练习题目 ▸
a: 根据 NameServer 摘录回答下列问题:
(i) 同一 Broker Name 下,BrokerId 为几的是主服务器?
(ii) 摘录中的启动流程基于哪个代码版本?
(iii) 定时任务每隔多久扫描一次不活跃的 Broker?
b: 请把 NameServer 摘录中以含有“NameServer:保存 Topic 路由信息,NameServer”的词语开头、到“和 Topic 的路由信息的,是一个完整的个体。”结束的部分重写一遍,并把其中的“ZooKeeper”换成“etcd”。
c: 按顺序列出 NameServer 摘录中给出的 NameServer 启动流程的全部步骤。

文字摘录 ▸
NameServer:保存 Topic 路由信息,NameServer 实例之间不通信
Broker:Broker 有主从之分,Broker Name 相同的,BrokerId 为 0 的则为主服务器;每个 Broker 都需要向所有的 NameServer 注册,并周期性的向其发注册请求
Client(Consumer & Producer):周期性的去 NameServer 获取路由信息,周期性的向所有 Broker 发送心跳
NameServer 有点类似于 Kafka 中 ZooKeeper 的作用,其充当一个路由注册中心,维护所有的 Broker 和 Topic 路由的信息。但是和 ZooKeeper 不同,集群内的 NameServer 之间是不通信的。 Broker 启动时需要向所有的 NameServer 实例注册,并定时向其发送心跳信息。因此,每个 NameServer 都是包含了所有的 Broker 和 Topic 的路由信息的,是一个完整的个体。
大致看下 NameServer 启动流程[基于代码版本 4.5.2]:
构建 NamesrvController --> NamesrvController 初始化 --> NamesrvController 启动
// NamesrvController 初始化
public boolean initialize() {
// 加载配置
this.kvConfigManager.load();
this.remotingServer = new NettyRemotingServer(this.nettyServerConfig, this.brokerHousekeepingService);
this.remotingExecutor = Executors.newFixedThreadPool(nettyServerConfig.getServerWorkerThreads(), new ThreadFactoryImpl("RemotingExecutorThread_"));
// 根据构建的 remotingServer 和 remotingExecutor 去注册 RequestProcessor 来处理来自 Broker 和 Client 的请求
this.registerProcessor();
// 启动定时任务,每十秒扫描一次不活跃的 Broker,关闭其连接并移除
this.scheduledExecutorService.scheduleAtFixedRate(new Runnable() {
@Override
public void run() {
NamesrvController.this.routeInfoManager.scanNotActiveBroker();
}
}, 5, 10, TimeUnit.SECONDS);
// 每 10min 打印一次 kvConfig. ({user.home}/namesvr/kvConfig.json)

给定数据 ▸
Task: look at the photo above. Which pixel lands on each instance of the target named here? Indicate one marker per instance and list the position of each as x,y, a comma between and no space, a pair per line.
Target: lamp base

参考答案 ▸
a:
(i) 0
(ii) 4.5.2
(iii) 每十秒一次

b:
NameServer:保存 Topic 路由信息,NameServer 实例之间不通信
Broker:Broker 有主从之分,Broker Name 相同的,BrokerId 为 0 的则为主服务器;每个 Broker 都需要向所有的 NameServer 注册,并周期性的向其发注册请求
Client(Consumer & Producer):周期性的去 NameServer 获取路由信息,周期性的向所有 Broker 发送心跳
NameServer 有点类似于 Kafka 中 etcd 的作用,其充当一个路由注册中心,维护所有的 Broker 和 Topic 路由的信息。但是和 etcd 不同,集群内的 NameServer 之间是不通信的。 Broker 启动时需要向所有的 NameServer 实例注册,并定时向其发送心跳信息。因此,每个 NameServer 都是包含了所有的 Broker 和 Topic 的路由信息的,是一个完整的个体。

c: 构建 NamesrvController;NamesrvController 初始化;NamesrvController 启动